◆ Task to carry out ◆
Copy the entries below word for word, from the first line through the line that contains "x=773, y=54", with both of those lines included.

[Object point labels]
((
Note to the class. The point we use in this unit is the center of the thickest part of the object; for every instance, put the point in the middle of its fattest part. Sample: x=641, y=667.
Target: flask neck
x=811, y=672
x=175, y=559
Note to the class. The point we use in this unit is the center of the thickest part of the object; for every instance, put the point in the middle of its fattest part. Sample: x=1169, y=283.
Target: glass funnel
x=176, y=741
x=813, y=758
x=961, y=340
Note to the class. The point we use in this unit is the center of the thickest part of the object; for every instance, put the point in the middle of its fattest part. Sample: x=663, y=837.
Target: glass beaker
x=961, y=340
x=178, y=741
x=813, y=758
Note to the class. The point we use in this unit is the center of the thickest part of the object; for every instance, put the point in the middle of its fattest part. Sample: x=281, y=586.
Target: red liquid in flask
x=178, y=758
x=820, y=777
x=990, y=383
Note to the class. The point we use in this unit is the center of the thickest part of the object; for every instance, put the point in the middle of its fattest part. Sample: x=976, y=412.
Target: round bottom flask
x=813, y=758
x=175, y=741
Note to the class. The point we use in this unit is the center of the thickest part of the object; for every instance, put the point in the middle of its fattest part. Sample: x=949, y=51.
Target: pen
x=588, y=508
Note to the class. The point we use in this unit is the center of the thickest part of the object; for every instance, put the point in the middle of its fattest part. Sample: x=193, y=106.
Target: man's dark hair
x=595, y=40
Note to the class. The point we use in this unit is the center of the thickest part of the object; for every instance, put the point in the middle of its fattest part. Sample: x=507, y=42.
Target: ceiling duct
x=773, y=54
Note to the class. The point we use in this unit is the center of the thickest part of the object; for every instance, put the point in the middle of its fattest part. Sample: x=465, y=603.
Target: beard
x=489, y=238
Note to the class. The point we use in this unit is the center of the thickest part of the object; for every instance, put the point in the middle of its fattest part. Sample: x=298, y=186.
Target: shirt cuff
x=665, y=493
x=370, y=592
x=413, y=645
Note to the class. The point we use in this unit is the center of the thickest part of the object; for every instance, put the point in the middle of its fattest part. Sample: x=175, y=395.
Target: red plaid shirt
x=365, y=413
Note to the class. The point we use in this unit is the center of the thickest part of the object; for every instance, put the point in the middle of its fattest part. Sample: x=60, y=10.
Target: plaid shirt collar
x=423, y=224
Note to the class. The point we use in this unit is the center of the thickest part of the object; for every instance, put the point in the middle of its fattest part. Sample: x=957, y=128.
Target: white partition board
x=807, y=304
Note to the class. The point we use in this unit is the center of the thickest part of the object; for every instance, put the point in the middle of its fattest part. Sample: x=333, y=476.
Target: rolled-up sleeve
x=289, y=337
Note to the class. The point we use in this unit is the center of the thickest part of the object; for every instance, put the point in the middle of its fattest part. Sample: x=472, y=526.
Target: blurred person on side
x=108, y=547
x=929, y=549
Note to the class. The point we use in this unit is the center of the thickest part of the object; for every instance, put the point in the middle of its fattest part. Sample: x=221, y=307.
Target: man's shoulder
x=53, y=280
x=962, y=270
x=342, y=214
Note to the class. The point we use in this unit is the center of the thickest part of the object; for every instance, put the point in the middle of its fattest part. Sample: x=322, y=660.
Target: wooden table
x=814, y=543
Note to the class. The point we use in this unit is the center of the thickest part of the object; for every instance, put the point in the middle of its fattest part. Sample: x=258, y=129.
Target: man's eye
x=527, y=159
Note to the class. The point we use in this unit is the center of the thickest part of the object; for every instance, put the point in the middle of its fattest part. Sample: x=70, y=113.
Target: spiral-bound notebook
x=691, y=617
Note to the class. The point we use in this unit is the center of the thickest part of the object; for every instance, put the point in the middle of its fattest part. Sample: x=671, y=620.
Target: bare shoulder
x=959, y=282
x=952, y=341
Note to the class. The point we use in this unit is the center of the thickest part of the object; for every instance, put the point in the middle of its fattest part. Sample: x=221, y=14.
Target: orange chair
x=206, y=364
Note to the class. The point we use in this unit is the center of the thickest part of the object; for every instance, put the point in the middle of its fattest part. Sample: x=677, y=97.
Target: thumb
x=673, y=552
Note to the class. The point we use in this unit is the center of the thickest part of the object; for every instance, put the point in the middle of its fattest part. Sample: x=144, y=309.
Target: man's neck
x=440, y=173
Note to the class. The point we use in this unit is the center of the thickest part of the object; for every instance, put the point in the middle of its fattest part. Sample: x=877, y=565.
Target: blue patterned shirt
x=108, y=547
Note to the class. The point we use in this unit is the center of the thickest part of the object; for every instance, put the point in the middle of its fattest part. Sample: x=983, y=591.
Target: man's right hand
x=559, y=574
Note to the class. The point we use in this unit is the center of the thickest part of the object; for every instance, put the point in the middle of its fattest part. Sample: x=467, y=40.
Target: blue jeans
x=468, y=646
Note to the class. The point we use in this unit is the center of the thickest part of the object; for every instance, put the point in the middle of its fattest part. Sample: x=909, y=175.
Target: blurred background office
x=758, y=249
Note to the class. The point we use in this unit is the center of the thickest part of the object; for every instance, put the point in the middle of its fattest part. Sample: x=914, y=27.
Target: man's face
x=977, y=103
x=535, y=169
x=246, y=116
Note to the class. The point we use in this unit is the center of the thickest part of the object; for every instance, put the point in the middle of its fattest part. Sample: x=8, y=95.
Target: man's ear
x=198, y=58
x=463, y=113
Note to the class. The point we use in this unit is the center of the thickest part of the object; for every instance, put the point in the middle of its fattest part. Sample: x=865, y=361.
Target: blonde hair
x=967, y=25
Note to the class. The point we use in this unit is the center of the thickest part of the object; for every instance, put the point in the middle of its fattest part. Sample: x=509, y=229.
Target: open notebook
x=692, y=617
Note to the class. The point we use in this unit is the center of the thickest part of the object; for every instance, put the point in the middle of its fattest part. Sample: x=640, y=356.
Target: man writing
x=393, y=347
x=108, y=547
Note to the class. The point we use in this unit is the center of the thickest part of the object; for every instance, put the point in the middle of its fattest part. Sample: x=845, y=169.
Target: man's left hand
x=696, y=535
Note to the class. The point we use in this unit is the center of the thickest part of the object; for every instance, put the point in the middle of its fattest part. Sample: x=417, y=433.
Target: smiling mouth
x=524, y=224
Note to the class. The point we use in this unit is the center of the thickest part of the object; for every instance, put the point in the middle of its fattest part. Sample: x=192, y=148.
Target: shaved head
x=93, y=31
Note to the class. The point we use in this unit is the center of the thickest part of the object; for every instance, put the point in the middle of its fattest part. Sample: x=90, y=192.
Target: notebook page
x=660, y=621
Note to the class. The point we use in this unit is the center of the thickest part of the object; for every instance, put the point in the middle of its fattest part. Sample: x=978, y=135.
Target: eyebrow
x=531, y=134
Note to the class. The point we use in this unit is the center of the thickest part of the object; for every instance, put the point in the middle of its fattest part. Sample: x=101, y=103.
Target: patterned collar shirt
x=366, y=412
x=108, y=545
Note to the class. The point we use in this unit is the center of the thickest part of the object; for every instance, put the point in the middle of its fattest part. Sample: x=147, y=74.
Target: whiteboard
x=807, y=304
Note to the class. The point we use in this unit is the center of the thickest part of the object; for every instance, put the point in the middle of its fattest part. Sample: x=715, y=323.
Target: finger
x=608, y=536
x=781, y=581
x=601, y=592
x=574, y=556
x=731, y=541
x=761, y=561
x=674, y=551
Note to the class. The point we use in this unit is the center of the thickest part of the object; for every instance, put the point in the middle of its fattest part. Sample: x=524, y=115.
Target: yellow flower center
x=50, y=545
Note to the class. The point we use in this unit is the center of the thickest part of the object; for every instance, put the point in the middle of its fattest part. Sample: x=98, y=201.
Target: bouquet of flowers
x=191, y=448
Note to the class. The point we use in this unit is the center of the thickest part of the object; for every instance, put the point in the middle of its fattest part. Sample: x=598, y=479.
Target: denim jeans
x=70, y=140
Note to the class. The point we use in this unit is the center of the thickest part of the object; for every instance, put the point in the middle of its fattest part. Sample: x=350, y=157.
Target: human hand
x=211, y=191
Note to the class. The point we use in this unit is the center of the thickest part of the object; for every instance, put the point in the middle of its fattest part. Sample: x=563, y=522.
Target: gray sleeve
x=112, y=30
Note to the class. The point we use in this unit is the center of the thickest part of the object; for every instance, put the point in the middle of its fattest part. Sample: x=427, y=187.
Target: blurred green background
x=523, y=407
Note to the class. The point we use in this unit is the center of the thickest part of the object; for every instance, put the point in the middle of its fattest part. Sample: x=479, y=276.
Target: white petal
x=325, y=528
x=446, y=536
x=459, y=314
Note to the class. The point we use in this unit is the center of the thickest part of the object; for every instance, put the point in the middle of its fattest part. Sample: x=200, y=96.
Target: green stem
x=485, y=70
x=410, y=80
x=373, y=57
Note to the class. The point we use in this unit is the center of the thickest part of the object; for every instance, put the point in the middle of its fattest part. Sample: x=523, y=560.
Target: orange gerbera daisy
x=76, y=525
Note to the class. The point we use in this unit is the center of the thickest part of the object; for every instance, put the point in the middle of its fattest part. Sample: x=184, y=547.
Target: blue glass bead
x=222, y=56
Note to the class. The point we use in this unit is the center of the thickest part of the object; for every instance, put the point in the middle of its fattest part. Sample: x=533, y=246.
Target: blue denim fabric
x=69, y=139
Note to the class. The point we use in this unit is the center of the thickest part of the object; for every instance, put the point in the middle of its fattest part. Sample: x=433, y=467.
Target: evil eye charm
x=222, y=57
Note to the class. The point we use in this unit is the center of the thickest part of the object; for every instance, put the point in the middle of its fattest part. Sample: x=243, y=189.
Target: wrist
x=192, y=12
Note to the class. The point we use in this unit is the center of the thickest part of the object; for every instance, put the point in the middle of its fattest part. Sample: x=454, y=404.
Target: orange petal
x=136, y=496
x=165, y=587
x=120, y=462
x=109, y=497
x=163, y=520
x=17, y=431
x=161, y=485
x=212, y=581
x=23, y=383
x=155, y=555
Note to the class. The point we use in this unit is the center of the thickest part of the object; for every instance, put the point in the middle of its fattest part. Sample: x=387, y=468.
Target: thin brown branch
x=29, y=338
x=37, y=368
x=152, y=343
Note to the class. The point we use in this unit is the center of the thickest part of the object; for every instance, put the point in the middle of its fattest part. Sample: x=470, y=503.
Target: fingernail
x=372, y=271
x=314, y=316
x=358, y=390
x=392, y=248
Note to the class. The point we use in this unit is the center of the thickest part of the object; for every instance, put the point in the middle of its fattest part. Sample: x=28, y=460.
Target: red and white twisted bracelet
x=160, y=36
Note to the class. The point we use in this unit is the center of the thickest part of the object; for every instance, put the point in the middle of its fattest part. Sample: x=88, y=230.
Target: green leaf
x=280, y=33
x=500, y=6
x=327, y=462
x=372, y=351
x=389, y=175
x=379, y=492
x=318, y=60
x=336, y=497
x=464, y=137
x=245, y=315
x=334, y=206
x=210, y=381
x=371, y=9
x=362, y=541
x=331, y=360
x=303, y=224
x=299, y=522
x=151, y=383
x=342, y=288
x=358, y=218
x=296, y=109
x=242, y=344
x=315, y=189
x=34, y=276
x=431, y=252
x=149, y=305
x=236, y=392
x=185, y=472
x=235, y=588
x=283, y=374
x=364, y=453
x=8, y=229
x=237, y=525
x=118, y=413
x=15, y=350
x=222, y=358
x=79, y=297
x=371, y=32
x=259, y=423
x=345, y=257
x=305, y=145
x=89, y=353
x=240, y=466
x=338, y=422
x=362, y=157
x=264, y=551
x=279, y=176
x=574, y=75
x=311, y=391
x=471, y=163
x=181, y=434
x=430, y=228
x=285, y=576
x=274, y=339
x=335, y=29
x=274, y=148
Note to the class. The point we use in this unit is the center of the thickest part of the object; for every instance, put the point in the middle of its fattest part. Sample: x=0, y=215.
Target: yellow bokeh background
))
◆ Task result ◆
Note to the class. The point we use in this unit is the center of the thickest part of the object; for every instance, put the point in the middle of its fattest part. Sample: x=641, y=667.
Target: flask neck
x=811, y=672
x=175, y=559
Note to the class. The point we use in this unit is the center of the thickest part of the object; for every instance, put the point in the middle of its fattest part. Sample: x=1169, y=283.
Target: glass funnel
x=176, y=741
x=813, y=758
x=961, y=340
Note to the class. The point we use in this unit is the center of the thickest part of the object; for every instance, put the point in the middle of its fattest part. Sample: x=663, y=837.
Target: glass beaker
x=961, y=340
x=178, y=741
x=813, y=758
Note to the class. The point we use in this unit is the center of the thickest part of the object; for every instance, put the point in the middle of its fattest part. Sample: x=281, y=586.
Target: red liquid in flask
x=178, y=758
x=820, y=777
x=990, y=383
Note to the class. The point we use in this unit is the center of the thickest part of the object; for every instance, put the point in the middle of its fattest part. Sample: x=976, y=412.
Target: round bottom flask
x=813, y=758
x=175, y=741
Note to the class. The point we use in this unit is the center of the thickest part of the object; for every instance, put the point in the middle of its fattest part. Sample: x=949, y=51.
Target: pen
x=588, y=508
Note to the class. The point we use in this unit is the center of the thickest part of the object; for every instance, put the point in the middle of its fattest part. Sample: x=193, y=106.
Target: man's dark hair
x=595, y=40
Note to the class. The point we use in this unit is the center of the thickest part of the object; for every instance, put the point in the middle of its fattest part. Sample: x=507, y=42.
Target: ceiling duct
x=773, y=54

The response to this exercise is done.